**What is needed**
Repeat the data below exactly. Include each line.

[Items from a dataset]
———
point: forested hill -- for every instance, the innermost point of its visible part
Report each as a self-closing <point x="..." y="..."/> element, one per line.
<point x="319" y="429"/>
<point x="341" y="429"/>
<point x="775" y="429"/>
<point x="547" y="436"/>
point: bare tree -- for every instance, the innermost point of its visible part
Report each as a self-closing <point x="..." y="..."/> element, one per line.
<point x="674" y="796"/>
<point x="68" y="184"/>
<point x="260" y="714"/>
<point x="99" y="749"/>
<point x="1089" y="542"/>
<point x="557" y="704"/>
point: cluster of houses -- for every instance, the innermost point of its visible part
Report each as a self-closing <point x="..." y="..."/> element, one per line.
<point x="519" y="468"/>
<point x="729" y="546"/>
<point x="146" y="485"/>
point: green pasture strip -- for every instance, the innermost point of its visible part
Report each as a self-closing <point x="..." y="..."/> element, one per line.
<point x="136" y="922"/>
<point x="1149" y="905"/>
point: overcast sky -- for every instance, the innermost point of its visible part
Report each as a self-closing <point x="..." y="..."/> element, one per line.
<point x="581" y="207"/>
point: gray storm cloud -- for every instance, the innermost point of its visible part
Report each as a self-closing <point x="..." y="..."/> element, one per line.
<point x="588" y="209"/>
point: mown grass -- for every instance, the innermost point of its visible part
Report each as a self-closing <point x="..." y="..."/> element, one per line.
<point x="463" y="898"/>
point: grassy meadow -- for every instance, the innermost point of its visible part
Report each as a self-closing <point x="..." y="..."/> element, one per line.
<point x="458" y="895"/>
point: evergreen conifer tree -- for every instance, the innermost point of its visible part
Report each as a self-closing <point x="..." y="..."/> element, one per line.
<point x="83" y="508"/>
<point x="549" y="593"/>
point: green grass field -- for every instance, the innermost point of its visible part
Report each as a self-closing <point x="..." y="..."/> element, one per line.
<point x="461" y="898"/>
———
**Response to the task**
point: forested hill -- for every instance, the innermost point of its visible part
Report each as a self-closing <point x="..." y="..."/> element, one per line.
<point x="319" y="429"/>
<point x="341" y="429"/>
<point x="775" y="429"/>
<point x="547" y="436"/>
point: bare tree -- for every instance, the innermost point of its visible part
Report each as a self-closing <point x="..." y="..."/> element, one per line.
<point x="674" y="796"/>
<point x="68" y="184"/>
<point x="260" y="714"/>
<point x="99" y="749"/>
<point x="1089" y="542"/>
<point x="557" y="704"/>
point: cluster of houses -- for every instance, the innermost point of its visible part
Report each as a self-closing <point x="..." y="..."/> element, one per line.
<point x="519" y="468"/>
<point x="729" y="546"/>
<point x="146" y="485"/>
point: green pasture strip -- for every instance, the innermost point of its visible part
Report each as a self-closing <point x="..." y="..."/> element, one per line.
<point x="136" y="922"/>
<point x="1149" y="905"/>
point: overcast sky -- for every instance, the innermost point of its visible part
Report each as a self-closing <point x="..." y="..."/> element, one per line.
<point x="581" y="207"/>
point: gray storm cloud -- for every instance, the innermost point of its visible part
Report each as a self-closing <point x="..." y="..."/> element, one per line.
<point x="588" y="209"/>
point: mown grass -- for every instance, the innermost point of its visible part
Report each as a self-closing <point x="..." y="..."/> element, one per line.
<point x="463" y="898"/>
point: grassy meadow -- for every instance, the innermost point of its visible part
Report each as a self-closing <point x="..." y="..."/> element, one per line.
<point x="458" y="895"/>
point: evergreen conifer tree -- for every instance, the innermost point of its visible part
Report each as a self-closing <point x="..." y="..."/> element, one per line.
<point x="83" y="508"/>
<point x="549" y="593"/>
point: green grass field -- for every instance, the innermost point of its visible part
Report each as a self-closing <point x="..." y="..."/> element, one per line.
<point x="461" y="898"/>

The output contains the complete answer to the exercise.